> [Выбранный текст]

------------------------

Что касается Розы Люксембург, то у нее всё несколько проще, но её отличие от Маркса состоит вот в чём: дело в том, что Маркс по большому счёту, когда он описывал экономику и воспроизводство капитала, он это делал на микроуровне, то есть речь шла о предпринимателе, о фирме, но не об экономике в целом. Роза Люксембург как раз ставила вопрос именно в макроэкономике, то есть она задавалась следующим вопросом: если мы на очередном этапе производства произвели больше, чем в предыдущий раз, то вопрос: кто это купил и откуда у него на это деньги? Соответственно, как только этот вопрос возникает в правильном варианте, немедленно, сразу же, возникает вопрос встречный: а, собственно говоря, откуда вообще, при капитализме у покупателей есть деньги на то, чтобы раскупить товары, которые производятся, поскольку единственный источник денег у пролетариата – это заработная плата, которая только часть издержек. Да, разумеется, ещё имеются капиталисты, которые получают прибавочную стоимость, то есть, получают больше, но все равно, это не может превышать издержки. Иными словами – объем продаж не может превышать полные издержки. Если ещё учесть налоги, таможенные пошлины, то сразу же возникает целая куча вопросов. Собственно говоря, Роза Люксембург именно эту тему и пыталась разобрать.
Если мы посмотрим на её споры с Лениным, то там картина была следующая: Ленин жил в стране, в которой ещё не произошёл аграрно-индустриальный переход. Там теоретически была достаточно большая возможность резкого увеличения производительности труда, что влекло за собой резкое увеличение доходов, и, тем самым можно было ещё довольно серьёзно развиваться. Теоретически Россия в этом момент входила в «германскую технологическую зону», но в этой зоне она была в глубокой периферии, рынка там в западноевропейском понимании не было и быть не могло, хотя бы из-за логистических соображений и из-за того, что 80% населения жило на натуральном хозяйстве, и по этой причине для Ленина этот вопрос не стоял, а в экономике, давайте скажем прямо, Ленин выдающимся специалистом не был. По этой причине Роза Люксембург, которая жила в Германии, уже столкнулась с тем, что три технологических зоны, в конце 19-начале 20 века столкнулись, а я напомню, что Маркс умер в 1881 году, а Энгельс в 1890-е годы, Энгельс успел застать начало этого противостояния, но до конца в нем уже разобраться уже не мог, и он был уже глубоко пожилым человеком. Роза Люксембург была внутри этого столкновения, потому что она была членом социал-демократических партий Польши, которая была в Российской Империи и Германии, которая в 1914 году с Россией схлестнулась, что очень странно с точки зрения теории технологических зон.

------------------------

> [Извлечённый список]
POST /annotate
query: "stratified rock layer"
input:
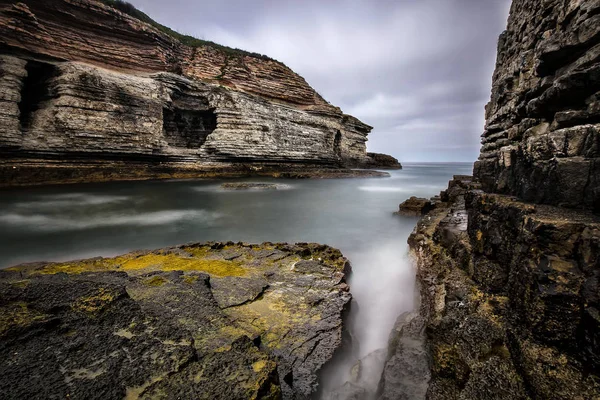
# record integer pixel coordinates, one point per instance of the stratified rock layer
(216, 320)
(508, 263)
(541, 141)
(82, 83)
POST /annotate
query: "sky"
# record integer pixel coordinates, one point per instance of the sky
(418, 71)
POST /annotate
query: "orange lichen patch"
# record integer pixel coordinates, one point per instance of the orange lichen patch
(155, 281)
(18, 314)
(165, 261)
(94, 303)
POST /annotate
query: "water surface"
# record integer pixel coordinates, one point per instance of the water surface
(355, 215)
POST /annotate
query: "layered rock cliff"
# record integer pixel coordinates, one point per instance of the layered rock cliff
(86, 87)
(508, 260)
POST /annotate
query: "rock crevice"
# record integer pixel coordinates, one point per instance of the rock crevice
(83, 81)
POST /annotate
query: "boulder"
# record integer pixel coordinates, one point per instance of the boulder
(212, 320)
(415, 206)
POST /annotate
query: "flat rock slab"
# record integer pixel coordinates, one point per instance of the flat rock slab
(415, 206)
(182, 322)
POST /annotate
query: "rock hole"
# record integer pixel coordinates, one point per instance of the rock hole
(35, 91)
(188, 128)
(289, 378)
(337, 144)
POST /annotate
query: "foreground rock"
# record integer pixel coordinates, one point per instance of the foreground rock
(222, 321)
(90, 93)
(508, 270)
(415, 206)
(509, 292)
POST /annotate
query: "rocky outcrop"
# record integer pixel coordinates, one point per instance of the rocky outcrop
(378, 160)
(509, 293)
(507, 261)
(87, 86)
(215, 320)
(542, 130)
(415, 206)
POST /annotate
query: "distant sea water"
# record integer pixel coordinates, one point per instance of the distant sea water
(57, 223)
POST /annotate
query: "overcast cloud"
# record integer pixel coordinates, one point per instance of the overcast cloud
(418, 71)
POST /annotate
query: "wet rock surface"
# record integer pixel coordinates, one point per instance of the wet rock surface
(252, 186)
(507, 261)
(383, 161)
(507, 292)
(415, 206)
(542, 122)
(216, 320)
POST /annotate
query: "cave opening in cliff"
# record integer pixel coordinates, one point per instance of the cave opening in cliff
(35, 91)
(188, 128)
(337, 144)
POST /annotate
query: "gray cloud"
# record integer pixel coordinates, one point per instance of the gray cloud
(418, 71)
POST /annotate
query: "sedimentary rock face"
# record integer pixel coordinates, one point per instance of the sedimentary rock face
(83, 81)
(542, 131)
(217, 320)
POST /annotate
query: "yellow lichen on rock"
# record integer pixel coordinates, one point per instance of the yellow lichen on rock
(18, 314)
(95, 302)
(150, 262)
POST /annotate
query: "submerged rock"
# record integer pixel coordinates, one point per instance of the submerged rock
(383, 161)
(253, 186)
(415, 206)
(215, 320)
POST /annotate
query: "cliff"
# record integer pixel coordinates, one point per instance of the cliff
(86, 87)
(507, 261)
(209, 321)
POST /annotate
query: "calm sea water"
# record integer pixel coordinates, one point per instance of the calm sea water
(354, 215)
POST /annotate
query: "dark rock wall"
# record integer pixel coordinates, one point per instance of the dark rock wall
(508, 262)
(542, 134)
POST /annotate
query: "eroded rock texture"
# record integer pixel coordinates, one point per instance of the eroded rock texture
(213, 321)
(508, 262)
(84, 85)
(543, 125)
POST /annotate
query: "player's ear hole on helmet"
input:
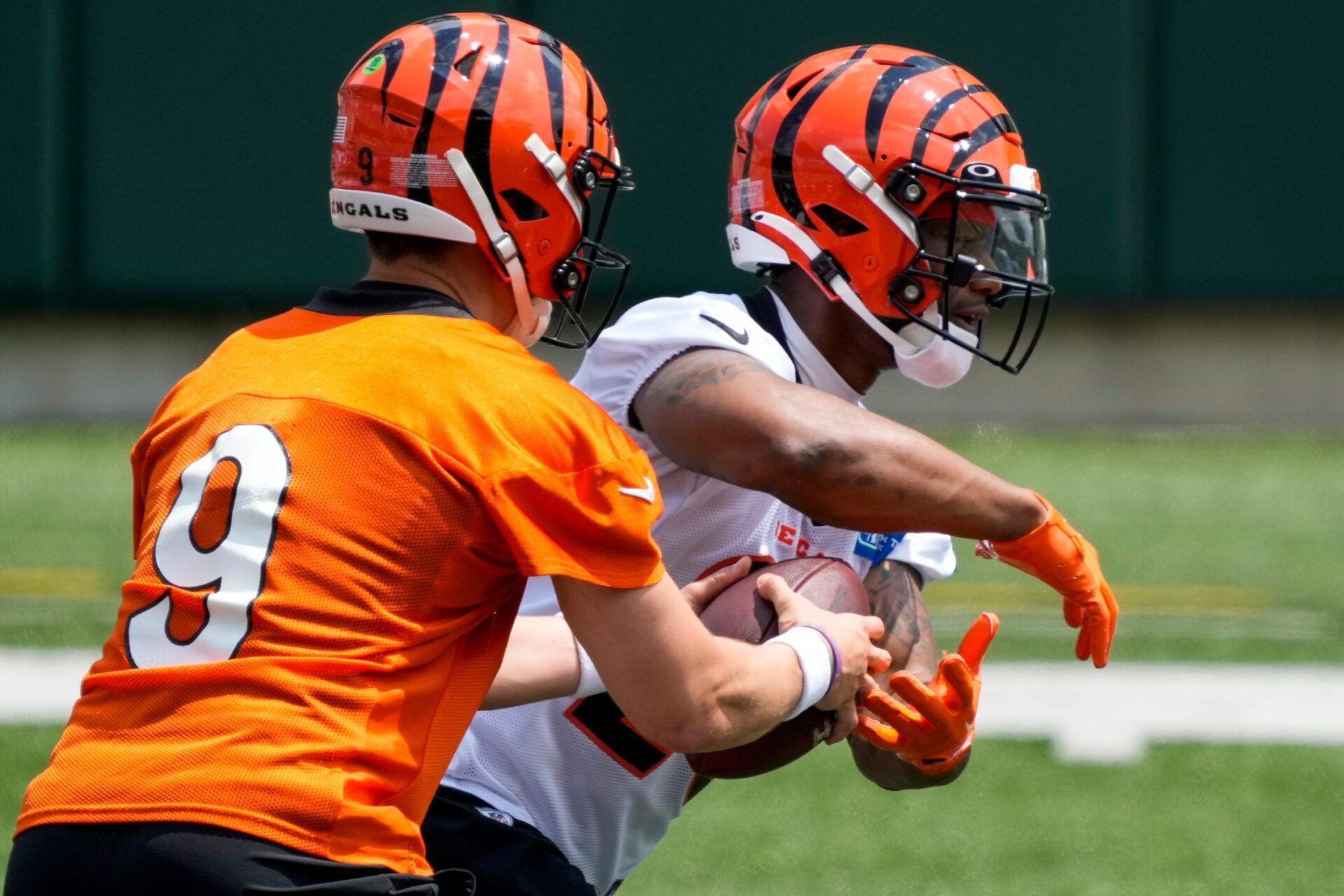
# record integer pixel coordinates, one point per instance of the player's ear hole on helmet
(524, 207)
(839, 222)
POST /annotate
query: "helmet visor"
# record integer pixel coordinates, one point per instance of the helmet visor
(996, 237)
(983, 251)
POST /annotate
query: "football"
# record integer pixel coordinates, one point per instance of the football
(742, 614)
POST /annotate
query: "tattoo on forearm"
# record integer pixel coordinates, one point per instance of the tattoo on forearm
(895, 593)
(690, 372)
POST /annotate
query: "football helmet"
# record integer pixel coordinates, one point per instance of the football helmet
(898, 182)
(482, 130)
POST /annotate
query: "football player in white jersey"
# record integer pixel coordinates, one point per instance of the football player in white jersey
(886, 197)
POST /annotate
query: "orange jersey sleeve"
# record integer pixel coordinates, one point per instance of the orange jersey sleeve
(335, 517)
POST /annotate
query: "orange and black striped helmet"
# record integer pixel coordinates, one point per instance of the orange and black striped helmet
(892, 178)
(482, 130)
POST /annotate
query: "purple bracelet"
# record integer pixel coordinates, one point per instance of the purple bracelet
(835, 654)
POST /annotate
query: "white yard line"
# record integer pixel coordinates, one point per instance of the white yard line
(1089, 715)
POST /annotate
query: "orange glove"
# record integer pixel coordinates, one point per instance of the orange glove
(1056, 554)
(934, 732)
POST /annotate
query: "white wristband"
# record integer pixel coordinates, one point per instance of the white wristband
(590, 681)
(816, 659)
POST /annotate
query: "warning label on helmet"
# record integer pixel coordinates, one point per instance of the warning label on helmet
(746, 195)
(422, 169)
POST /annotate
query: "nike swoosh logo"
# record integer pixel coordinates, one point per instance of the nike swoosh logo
(739, 337)
(647, 493)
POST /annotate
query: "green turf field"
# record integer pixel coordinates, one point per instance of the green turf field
(1221, 546)
(1236, 821)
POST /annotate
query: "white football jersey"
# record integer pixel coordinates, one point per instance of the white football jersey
(575, 769)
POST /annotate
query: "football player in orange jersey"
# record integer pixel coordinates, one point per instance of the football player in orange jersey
(335, 516)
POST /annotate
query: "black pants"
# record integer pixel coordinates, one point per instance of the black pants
(186, 860)
(504, 856)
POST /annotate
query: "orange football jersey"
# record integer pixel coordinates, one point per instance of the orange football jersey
(334, 520)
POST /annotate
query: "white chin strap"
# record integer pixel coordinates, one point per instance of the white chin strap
(505, 250)
(555, 168)
(921, 355)
(859, 178)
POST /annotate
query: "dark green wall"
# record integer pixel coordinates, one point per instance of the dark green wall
(175, 155)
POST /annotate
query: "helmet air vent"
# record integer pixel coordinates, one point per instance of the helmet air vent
(464, 65)
(524, 207)
(796, 88)
(839, 222)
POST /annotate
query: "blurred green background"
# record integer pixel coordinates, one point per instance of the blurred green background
(176, 156)
(169, 182)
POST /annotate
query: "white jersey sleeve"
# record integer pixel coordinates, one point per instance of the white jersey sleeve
(654, 332)
(929, 552)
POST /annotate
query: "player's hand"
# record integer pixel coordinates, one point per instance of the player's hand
(858, 657)
(934, 731)
(701, 593)
(1059, 556)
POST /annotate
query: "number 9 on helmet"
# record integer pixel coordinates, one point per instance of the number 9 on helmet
(480, 130)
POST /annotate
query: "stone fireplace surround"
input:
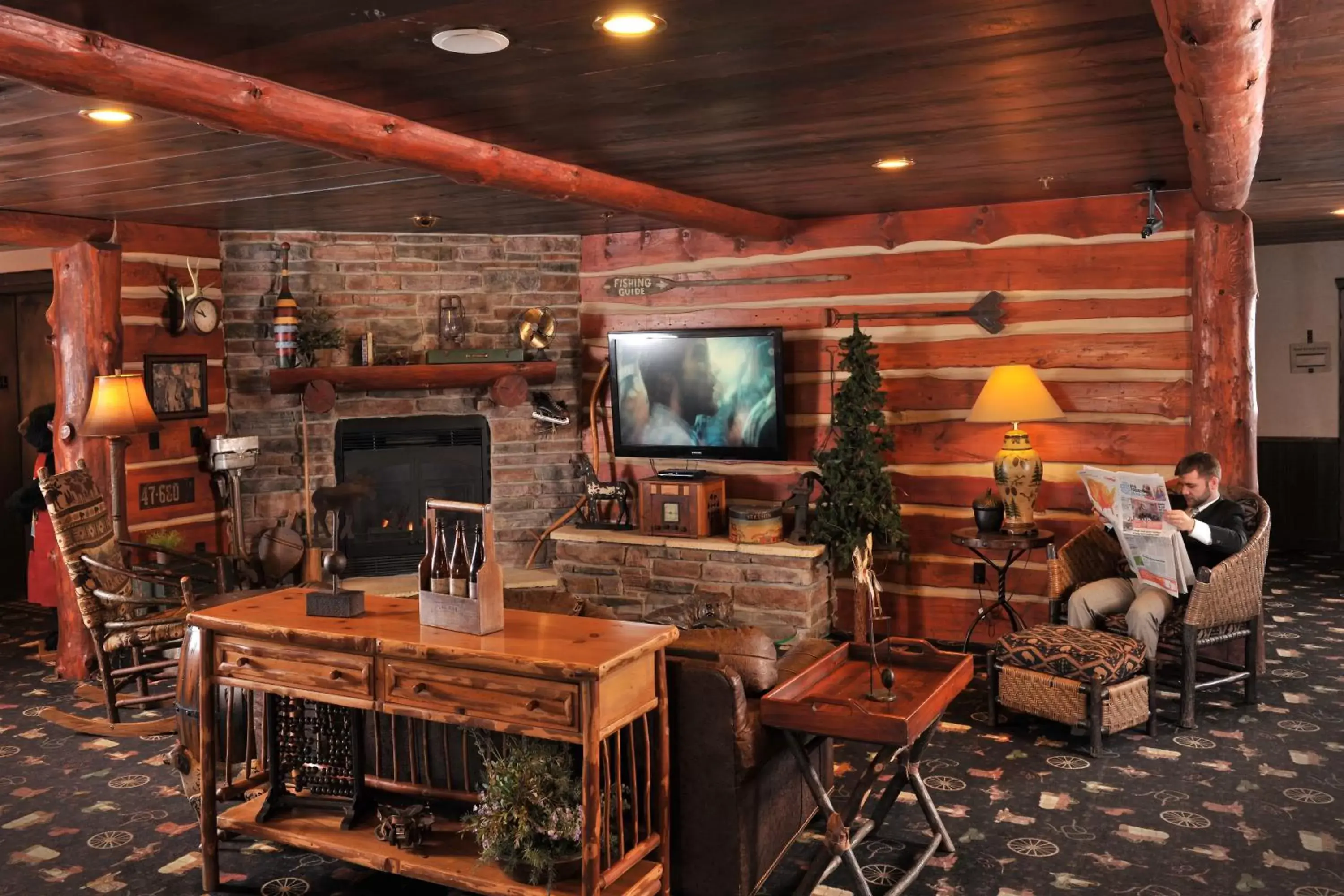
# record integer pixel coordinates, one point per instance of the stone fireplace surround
(390, 285)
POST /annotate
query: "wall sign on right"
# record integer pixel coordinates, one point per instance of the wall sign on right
(1310, 358)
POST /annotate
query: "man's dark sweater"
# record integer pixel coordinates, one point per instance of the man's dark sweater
(1226, 527)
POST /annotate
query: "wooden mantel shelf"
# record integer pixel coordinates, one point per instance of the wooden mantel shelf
(409, 377)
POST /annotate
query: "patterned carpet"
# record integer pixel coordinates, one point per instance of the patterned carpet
(1244, 804)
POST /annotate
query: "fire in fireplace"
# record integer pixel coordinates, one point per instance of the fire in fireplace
(406, 461)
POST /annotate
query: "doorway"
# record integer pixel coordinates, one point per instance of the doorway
(27, 381)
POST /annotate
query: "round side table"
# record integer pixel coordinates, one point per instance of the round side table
(1017, 546)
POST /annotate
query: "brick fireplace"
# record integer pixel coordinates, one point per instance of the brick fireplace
(390, 285)
(777, 585)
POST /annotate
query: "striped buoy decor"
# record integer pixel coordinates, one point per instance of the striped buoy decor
(287, 316)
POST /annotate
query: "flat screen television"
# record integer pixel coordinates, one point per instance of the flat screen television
(714, 394)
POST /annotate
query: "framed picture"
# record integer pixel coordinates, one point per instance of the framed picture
(178, 386)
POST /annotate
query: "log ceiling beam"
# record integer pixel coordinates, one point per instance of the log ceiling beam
(58, 232)
(1218, 57)
(76, 61)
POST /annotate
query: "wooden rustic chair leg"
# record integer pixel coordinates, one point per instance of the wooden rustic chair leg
(109, 694)
(1152, 696)
(1253, 661)
(1189, 669)
(1096, 700)
(143, 679)
(992, 685)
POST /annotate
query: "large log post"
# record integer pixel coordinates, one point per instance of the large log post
(1223, 343)
(85, 319)
(58, 57)
(1218, 57)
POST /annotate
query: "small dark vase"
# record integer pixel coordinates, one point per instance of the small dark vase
(565, 870)
(990, 519)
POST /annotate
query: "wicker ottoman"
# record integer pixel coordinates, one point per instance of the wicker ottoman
(1097, 680)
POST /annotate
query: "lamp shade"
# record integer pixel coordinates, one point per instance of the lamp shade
(120, 408)
(1014, 394)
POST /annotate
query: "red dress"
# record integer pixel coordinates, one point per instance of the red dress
(45, 560)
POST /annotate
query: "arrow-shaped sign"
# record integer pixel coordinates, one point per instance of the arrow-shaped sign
(628, 287)
(987, 312)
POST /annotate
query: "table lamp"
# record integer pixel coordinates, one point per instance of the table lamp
(119, 409)
(1015, 394)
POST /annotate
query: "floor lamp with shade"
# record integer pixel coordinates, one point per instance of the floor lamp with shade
(117, 410)
(1014, 394)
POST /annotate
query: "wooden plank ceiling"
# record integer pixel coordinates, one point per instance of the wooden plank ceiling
(776, 107)
(1300, 177)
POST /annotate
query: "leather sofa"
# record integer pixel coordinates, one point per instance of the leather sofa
(738, 798)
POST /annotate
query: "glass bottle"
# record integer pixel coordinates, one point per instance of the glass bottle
(439, 562)
(478, 560)
(459, 567)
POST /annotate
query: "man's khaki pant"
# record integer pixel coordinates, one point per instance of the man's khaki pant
(1144, 606)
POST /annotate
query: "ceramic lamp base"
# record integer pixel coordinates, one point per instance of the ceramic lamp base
(1018, 473)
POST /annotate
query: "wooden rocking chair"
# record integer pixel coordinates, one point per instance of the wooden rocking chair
(121, 616)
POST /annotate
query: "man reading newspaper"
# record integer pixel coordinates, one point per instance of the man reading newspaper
(1136, 508)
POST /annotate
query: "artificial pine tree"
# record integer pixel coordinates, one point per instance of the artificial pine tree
(857, 495)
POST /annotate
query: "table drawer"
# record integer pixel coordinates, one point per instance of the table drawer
(482, 695)
(287, 667)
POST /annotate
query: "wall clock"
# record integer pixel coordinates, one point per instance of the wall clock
(202, 316)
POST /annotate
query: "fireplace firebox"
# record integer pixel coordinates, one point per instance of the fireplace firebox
(404, 461)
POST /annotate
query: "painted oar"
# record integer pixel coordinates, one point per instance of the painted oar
(627, 287)
(987, 312)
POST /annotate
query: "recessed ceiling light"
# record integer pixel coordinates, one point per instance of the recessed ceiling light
(471, 41)
(629, 25)
(109, 116)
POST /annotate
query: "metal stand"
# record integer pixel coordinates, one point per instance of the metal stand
(849, 829)
(1002, 573)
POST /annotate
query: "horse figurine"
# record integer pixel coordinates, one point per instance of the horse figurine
(599, 493)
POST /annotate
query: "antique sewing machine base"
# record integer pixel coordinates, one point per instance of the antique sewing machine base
(281, 757)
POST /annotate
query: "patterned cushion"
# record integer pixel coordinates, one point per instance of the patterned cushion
(82, 527)
(1073, 653)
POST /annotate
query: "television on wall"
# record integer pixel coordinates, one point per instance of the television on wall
(714, 394)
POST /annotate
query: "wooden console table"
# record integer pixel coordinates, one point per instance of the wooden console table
(594, 683)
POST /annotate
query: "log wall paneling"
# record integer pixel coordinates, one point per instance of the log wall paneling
(1223, 315)
(179, 449)
(41, 232)
(85, 319)
(1105, 316)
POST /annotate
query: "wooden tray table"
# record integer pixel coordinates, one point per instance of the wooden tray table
(831, 700)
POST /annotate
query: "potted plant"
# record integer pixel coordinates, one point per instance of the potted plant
(530, 818)
(990, 512)
(320, 342)
(168, 539)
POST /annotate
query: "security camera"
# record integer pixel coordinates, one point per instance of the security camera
(1154, 222)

------------------------

Ответьте на вопросы по выбранному тексту:
1. На каком уровне, по словам автора, Маркс описывал экономику и воспроизводство капитала?
2. Какая доля населения России жила на натуральном хозяйстве?
3. Членом социал-демократических партий каких двух стран была Роза Люксембург?

1. На микроуровне: речь шла о предпринимателе и фирме, а не об экономике в целом.
2. 80%.
3. Польши и Германии.